Exactly repeat the full listing that follows.

- - - -

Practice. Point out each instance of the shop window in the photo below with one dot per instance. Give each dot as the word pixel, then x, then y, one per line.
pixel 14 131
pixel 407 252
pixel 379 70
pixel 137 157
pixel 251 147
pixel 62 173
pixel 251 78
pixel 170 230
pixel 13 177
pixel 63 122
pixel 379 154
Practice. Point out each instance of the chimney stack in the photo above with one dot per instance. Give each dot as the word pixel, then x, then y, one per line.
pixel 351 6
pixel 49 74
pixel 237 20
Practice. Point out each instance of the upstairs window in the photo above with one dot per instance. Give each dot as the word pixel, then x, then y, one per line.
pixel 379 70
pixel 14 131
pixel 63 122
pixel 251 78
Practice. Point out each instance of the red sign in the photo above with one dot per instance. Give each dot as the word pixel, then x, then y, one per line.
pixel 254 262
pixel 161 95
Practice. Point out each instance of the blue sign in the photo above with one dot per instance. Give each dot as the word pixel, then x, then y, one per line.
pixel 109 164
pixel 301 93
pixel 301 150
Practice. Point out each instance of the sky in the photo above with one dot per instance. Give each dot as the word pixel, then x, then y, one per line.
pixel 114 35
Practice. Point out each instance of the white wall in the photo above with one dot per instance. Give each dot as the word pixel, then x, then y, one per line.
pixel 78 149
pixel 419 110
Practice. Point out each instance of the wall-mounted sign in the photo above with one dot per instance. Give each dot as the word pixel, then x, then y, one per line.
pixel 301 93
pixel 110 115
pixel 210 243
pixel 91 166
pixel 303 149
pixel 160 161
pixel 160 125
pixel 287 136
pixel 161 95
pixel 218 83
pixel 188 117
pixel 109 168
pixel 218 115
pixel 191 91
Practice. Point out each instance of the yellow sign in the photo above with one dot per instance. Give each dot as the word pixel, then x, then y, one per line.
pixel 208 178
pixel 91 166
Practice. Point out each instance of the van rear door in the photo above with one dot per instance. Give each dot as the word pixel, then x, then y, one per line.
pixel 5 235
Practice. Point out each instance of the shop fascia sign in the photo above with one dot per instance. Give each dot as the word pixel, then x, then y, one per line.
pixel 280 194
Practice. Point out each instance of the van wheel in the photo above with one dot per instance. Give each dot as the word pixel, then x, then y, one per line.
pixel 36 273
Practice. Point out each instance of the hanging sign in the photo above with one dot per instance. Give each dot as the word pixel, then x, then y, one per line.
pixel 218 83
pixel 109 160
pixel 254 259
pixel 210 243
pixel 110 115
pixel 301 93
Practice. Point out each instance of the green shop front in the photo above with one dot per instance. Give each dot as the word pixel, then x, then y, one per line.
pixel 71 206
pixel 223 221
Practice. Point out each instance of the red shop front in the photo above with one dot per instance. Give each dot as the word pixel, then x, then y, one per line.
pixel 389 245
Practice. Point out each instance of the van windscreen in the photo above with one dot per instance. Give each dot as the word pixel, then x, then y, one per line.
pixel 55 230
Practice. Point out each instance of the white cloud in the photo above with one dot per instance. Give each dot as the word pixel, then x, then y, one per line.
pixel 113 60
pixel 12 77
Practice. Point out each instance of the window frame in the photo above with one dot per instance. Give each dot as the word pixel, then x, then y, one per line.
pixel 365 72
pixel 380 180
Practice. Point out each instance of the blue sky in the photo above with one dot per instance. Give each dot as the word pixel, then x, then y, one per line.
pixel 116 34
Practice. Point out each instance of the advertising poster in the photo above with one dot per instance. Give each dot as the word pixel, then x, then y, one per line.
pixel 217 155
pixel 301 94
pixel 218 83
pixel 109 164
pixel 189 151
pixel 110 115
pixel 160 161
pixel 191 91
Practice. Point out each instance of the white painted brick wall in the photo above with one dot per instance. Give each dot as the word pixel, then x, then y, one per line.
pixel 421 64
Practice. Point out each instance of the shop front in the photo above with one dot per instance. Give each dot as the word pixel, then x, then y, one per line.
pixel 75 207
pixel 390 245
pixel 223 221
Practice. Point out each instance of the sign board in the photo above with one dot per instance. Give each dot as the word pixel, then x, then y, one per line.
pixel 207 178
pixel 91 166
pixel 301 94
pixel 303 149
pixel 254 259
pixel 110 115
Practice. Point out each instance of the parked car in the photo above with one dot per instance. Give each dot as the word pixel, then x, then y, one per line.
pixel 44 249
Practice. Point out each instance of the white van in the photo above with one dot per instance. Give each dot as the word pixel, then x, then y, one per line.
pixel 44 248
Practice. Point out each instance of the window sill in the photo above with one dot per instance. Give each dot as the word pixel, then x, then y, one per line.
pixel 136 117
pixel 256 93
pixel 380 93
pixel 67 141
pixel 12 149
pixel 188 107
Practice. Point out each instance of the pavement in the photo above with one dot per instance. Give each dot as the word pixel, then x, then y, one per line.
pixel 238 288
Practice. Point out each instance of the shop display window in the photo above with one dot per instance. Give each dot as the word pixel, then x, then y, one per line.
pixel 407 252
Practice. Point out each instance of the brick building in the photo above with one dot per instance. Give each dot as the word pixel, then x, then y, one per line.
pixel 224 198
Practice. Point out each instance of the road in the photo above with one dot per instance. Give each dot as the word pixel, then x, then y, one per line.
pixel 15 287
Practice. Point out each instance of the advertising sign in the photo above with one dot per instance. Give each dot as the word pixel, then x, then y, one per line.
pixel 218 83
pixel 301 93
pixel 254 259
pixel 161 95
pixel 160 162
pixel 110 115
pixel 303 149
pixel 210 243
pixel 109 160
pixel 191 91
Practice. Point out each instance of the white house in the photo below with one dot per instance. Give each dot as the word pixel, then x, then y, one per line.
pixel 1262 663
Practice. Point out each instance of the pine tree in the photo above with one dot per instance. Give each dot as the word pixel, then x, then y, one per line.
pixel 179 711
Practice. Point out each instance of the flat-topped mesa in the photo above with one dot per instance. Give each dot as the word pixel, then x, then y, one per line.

- - - -

> FINAL RESULT:
Practice. Point out each instance of the shop window in the photo below with one dot per instance. Give each dot as the word pixel, then x, then y, one per line.
pixel 14 131
pixel 407 252
pixel 379 70
pixel 137 157
pixel 251 147
pixel 62 173
pixel 251 78
pixel 170 230
pixel 13 177
pixel 63 122
pixel 379 154
Practice. Point out each instance of the chimney stack in the photo above with one dot per instance. Give each dot as the word pixel, then x, then y, one per line.
pixel 351 6
pixel 49 74
pixel 237 20
Practice. Point out each instance of the upstairs window in the photo above with one dot per instance. Give each dot as the word pixel, then x, then y, one per line.
pixel 379 70
pixel 14 131
pixel 63 122
pixel 251 78
Practice. Point out each instance of the red sign in the photo above with one dot per instance. Give each dot as the word pixel, then x, then y, one per line.
pixel 254 262
pixel 161 95
Practice. Point out each instance of the blue sign in the photo above with one dot per instance. Give each dot as the word pixel, then x, then y, one per line.
pixel 109 164
pixel 301 93
pixel 301 150
Practice. Point out each instance of the sky in the photo above with one dot per instance. Give each dot as the word pixel, then x, then y, one per line.
pixel 114 35
Practice. Point out each instance of the white wall in the photo above with one dot per instance. Give each dot as the word pixel, then x, then y, one per line.
pixel 78 149
pixel 419 110
Practice. Point out each instance of the wall-mounted sign in the photo above with one dot per instance. Give each dot as the word pixel, then x, then y, one per line.
pixel 301 93
pixel 110 115
pixel 210 243
pixel 91 166
pixel 303 149
pixel 160 161
pixel 160 125
pixel 287 136
pixel 161 95
pixel 218 83
pixel 188 117
pixel 109 168
pixel 218 115
pixel 191 91
Practice. Point out each instance of the yellow sign in the photo above with one dot per instance. Give each dot as the word pixel, then x, then y, one per line.
pixel 208 178
pixel 91 166
Practice. Point out each instance of the van rear door in the photo above with one dot per instance. Give each dot as the word pixel, then x, then y, one per line.
pixel 5 235
Practice. Point out each instance of the shop fascia sign in the photo above with one dot per instance. Give each dot as the word pixel, then x, then y, one per line.
pixel 280 194
Practice. Point out each instance of the van wheel in the photo above with one dot per instance. Give each dot as the word pixel, then x, then y, one per line.
pixel 36 273
Practice. Point out each instance of the hanging sign in the photo above with one dot per instance. Give each dot as the word pixel, then x, then y, one per line.
pixel 218 83
pixel 109 160
pixel 254 259
pixel 210 243
pixel 110 115
pixel 301 93
Practice. Point out each instance of the green shop front in the photo above with one dot per instance. Give each dot as the word pixel, then x, then y, one per line.
pixel 71 206
pixel 223 221
Practice. Point out each instance of the red shop front in the photo above with one dot per instance. Give each dot as the word pixel, then x, then y, one per line.
pixel 389 245
Practice. Point out each instance of the van windscreen in the photo above with one dot per instance. Give each dot as the word pixel, then x, then y, one per line.
pixel 55 230
Practice. Point out each instance of the white cloud in the photo above with one dot per instance. Give each dot as the word pixel, then x, then y, one per line.
pixel 113 60
pixel 12 77
Practice. Point out each instance of the window frame in the photo above with one dot per instance. Give each dot as the word pixel, then x, then y, one per line.
pixel 365 72
pixel 380 180
Practice. Point out each instance of the blue sky in the photo above with one dot per instance. Give each dot as the word pixel, then x, then y, one per line.
pixel 116 34
Practice. Point out each instance of the advertising poster in the photo above with one dot per instance. Give each dot as the word pixel, then x, then y, one per line.
pixel 217 155
pixel 301 94
pixel 218 83
pixel 109 164
pixel 189 151
pixel 110 115
pixel 160 161
pixel 191 91
Practice. Point out each instance of the white painted brick wall in the photo above with one dot per instance. Give each dot as the word pixel, then x, then y, one per line.
pixel 421 64
Practice. Point out each instance of the shop front in the photo above with one dot per instance. Give each dot as the word pixel, then x, then y, one per line.
pixel 75 207
pixel 390 245
pixel 223 221
Practice. Point out each instance of the sign board in the photo above with one dot per instance. Give each dot as the word pixel, then x, then y, one per line.
pixel 207 178
pixel 91 166
pixel 301 94
pixel 303 149
pixel 254 259
pixel 110 115
Practice. Point out each instance of the parked car in the photo above with one dot per instance. Give each dot as the word pixel, then x, then y, one per line.
pixel 44 249
Practice. Point out each instance of the white van in the photo above with one dot per instance. Give each dot as the word pixel, then x, then y, one per line.
pixel 44 248
Practice. Point out each instance of the window sill in the photo above with one dot per instance. Give each dot as the word pixel, then x, then y, one per line.
pixel 136 117
pixel 256 93
pixel 380 93
pixel 67 141
pixel 12 149
pixel 188 107
Practice. Point out each instance of the pavement in the photo above with one dot per instance. Give each dot as the word pixel, then x, then y, one per line.
pixel 238 288
Practice. Point out each instance of the shop display window in the photo above with one dot per instance. Give each dot as the word pixel, then x, then y, one per line.
pixel 407 252
Practice. Point out each instance of the brick building in the photo above with one dot per instance. Give each dot as the word pixel, then x, then y, one per line.
pixel 224 198
Practice. Point out each instance of the road in the photo above with one dot per instance. Give each dot as the word pixel, then x, then y, one per line.
pixel 15 287
Practice. Point out each instance of the advertising sign in the photo above with one dot per instance. Give each dot as the word pixel, then x, then y, one per line.
pixel 218 83
pixel 301 93
pixel 254 259
pixel 161 95
pixel 160 162
pixel 110 115
pixel 303 149
pixel 210 243
pixel 109 160
pixel 191 91
Practice. Point out each instance of the white house in the photo below with one dot per instance. Give each dot as the word pixel, then x, then y, one per line.
pixel 1262 663
Practice. Point out each instance of the pine tree in the photo above with one dot per instance. Give each dot as the word pixel, then x, then y, one per line.
pixel 179 711
Practice. Point out each instance of the flat-topped mesa in the photo above with one dot per instance. Give each dot as the word pixel, then x, then y, one per line.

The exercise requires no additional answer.